** TASKS TO PERFORM **
1. Write out, word for word, the stretch of the article on wage theft from "Even in the" through "their final paycheck.".
2. Continue the article on wage theft and worker justice, beginning immediately after its final sentence.

** TEXT FOR ANALYSIS **

The dignity of work and workers’ rights are recurring motifs throughout Scripture. “You shall not withhold the wages of poor and needy workers, whether other Israelites or aliens,” says the Book of Deuteronomy. Pope Francis, in his address to Congress, stressed worker concerns, saying he spoke for “the thousands of men and women who strive each day to do an honest day’s work, to bring home their daily bread...to build a better life for their families.”
Even in the modern age of labor regulation, many American workers still don’t receive a full day’s pay for a full day’s work. These employees usually occupy the lowest rungs of the pay ladder, working in fast food, retail, garment assembly, poultry processing, the service industry and building trades.
Some companies cited are part of familiar national chains we might patronize on a regular basis. Take, for example, Papa John’s Pizza. Four of its franchises in New York recently agreed to pay close to $500,000 in back pay owed to workers. Before closing all its restaurants in 2014, Chicago-based HomeMade Pizza, once a favorite of TV personality Oprah Winfrey, was forced to pay back wages to six workers who said they were paid less than the minimum wage and were denied their final paycheck.
Helping workers at those two companies—and many others—is a small advocacy group working out of a fourth-floor office belonging to the Edgewater Presbyterian Church on Chicago’s north side. For 20 years, Interfaith Worker Justice has been a consistent, sometimes solitary voice investigating wage theft and other worker abuses.
Wage theft occurs when employers fail to pay the legal minimum wage or overtime, force workers to work off the clock, withhold tips or final paychecks and misclassify workers as independent contractors to avoid paying payroll taxes, workers’ compensation and other benefits. Interfaith Worker Justice estimates that about $50 billion in wage theft occurs each year. Executive Director Rudy Lopez calls it “a national disgrace.”
From the start, Interfaith Worker Justice tied its mission to religious principles. Its charismatic founder, Kim Bobo, started the organization with a $5,000 inheritance from an aunt. Bobo believed religious institutions represented natural partners for promoting worker justice.

** Saved entries **
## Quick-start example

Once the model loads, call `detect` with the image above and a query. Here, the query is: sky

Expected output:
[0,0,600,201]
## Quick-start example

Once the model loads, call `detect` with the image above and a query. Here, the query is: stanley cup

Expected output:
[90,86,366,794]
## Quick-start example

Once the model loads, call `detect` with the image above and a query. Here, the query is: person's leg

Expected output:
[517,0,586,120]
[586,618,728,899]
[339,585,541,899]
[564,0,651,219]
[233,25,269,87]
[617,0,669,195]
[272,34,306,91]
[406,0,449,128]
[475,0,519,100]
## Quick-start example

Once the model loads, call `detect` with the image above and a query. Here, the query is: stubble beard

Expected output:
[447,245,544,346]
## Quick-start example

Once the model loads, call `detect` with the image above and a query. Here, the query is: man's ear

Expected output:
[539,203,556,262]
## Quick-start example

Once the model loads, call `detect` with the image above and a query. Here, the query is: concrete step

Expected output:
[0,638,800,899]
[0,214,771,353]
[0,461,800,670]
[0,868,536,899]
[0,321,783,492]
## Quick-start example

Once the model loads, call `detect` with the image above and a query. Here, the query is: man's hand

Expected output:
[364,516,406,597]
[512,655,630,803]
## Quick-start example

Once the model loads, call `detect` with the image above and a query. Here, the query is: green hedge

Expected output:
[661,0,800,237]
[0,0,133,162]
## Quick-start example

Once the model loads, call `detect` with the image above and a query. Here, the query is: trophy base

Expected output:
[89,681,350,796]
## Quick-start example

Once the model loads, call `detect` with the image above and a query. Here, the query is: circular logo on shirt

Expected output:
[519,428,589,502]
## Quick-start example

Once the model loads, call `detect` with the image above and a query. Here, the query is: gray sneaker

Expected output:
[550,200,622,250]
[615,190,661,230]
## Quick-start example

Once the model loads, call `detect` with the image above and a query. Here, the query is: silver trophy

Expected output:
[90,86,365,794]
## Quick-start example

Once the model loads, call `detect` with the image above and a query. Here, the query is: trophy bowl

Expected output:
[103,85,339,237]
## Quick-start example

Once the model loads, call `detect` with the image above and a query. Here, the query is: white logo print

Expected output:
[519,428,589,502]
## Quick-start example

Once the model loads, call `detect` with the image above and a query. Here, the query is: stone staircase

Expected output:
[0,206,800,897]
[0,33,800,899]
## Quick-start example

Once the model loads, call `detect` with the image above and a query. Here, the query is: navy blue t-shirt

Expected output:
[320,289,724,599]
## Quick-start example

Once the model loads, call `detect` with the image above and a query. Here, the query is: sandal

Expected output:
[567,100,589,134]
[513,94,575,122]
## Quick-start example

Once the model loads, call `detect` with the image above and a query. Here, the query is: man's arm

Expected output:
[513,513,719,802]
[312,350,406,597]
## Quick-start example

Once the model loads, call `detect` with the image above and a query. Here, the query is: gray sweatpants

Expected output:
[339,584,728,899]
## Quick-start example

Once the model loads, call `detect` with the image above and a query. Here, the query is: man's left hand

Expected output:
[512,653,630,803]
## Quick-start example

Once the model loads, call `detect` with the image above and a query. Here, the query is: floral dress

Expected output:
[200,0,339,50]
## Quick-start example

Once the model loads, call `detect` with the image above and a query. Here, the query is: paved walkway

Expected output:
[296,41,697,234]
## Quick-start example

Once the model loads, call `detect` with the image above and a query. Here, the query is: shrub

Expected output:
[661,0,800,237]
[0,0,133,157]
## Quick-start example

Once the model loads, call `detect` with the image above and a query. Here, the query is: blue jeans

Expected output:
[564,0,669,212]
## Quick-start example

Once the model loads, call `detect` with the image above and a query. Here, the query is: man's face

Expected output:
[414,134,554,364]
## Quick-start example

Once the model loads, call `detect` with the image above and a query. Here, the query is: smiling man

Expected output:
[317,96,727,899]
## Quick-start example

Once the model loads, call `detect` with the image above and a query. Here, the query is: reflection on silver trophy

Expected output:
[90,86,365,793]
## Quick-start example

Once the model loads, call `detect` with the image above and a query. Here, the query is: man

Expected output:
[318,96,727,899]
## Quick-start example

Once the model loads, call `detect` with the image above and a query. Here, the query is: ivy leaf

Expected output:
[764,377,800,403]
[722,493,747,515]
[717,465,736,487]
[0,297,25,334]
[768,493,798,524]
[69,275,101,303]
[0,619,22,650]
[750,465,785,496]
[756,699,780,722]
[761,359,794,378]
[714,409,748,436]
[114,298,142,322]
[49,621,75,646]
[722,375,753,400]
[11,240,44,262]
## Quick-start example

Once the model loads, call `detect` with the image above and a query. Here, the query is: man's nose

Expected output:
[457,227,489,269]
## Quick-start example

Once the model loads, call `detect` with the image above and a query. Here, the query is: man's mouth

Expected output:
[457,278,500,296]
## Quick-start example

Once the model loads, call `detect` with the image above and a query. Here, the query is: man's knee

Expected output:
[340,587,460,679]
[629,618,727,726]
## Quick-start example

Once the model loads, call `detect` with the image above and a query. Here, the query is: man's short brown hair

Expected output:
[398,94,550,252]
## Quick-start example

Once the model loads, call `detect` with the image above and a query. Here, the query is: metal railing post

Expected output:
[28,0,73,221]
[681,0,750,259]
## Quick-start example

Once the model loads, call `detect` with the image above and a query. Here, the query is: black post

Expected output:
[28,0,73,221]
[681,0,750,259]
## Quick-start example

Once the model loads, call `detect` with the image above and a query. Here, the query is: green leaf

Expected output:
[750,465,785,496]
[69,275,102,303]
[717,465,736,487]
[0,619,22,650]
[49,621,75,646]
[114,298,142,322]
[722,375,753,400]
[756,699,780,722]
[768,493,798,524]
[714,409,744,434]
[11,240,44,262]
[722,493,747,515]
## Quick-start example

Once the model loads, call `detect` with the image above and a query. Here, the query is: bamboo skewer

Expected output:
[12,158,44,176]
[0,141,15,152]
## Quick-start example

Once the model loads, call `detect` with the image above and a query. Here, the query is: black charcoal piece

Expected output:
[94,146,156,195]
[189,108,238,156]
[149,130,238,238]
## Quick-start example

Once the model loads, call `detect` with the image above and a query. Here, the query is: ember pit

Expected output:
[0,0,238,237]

** RESPONSES IN ORDER **
1.
Even in the modern age of labor regulation, many American workers still don’t receive a full day’s pay for a full day’s work. These employees usually occupy the lowest rungs of the pay ladder, working in fast food, retail, garment assembly, poultry processing, the service industry and building trades.
Some companies cited are part of familiar national chains we might patronize on a regular basis. Take, for example, Papa John’s Pizza. Four of its franchises in New York recently agreed to pay close to $500,000 in back pay owed to workers. Before closing all its restaurants in 2014, Chicago-based HomeMade Pizza, once a favorite of TV personality Oprah Winfrey, was forced to pay back wages to six workers who said they were paid less than the minimum wage and were denied their final paycheck.

2.
When she began calling local churches, she often found staff or volunteers who worked on alleviating hunger or homelessness. “When I got on the phone and asked who was handling labor issues, it was like, huh?” Bobo recalls.
That changed once Bobo enlisted the help of several well-known Chicago religious leaders, including Rabbi Robert Marx, Bishop Jesse DeWitt of the United Methodist Church and the late Msgr. Jack Egan. Bobo’s message to churches was simple: hunger, homelessness, domestic violence and the breakdown of families are often directly connected to the inability to earn a living wage.
In its early days, Interfaith Worker Justice promoted union membership, fair wages and employee benefits. Bobo often confronted religious institutions as well, including Catholic hospitals, parishes and schools, about the way they compensated their own employees. “Those were some of the most horrible conversations,” she recalls. Still, the Interfaith Worker Justice movement spread, and now includes 20 worker centers across the country that assist and advise employees.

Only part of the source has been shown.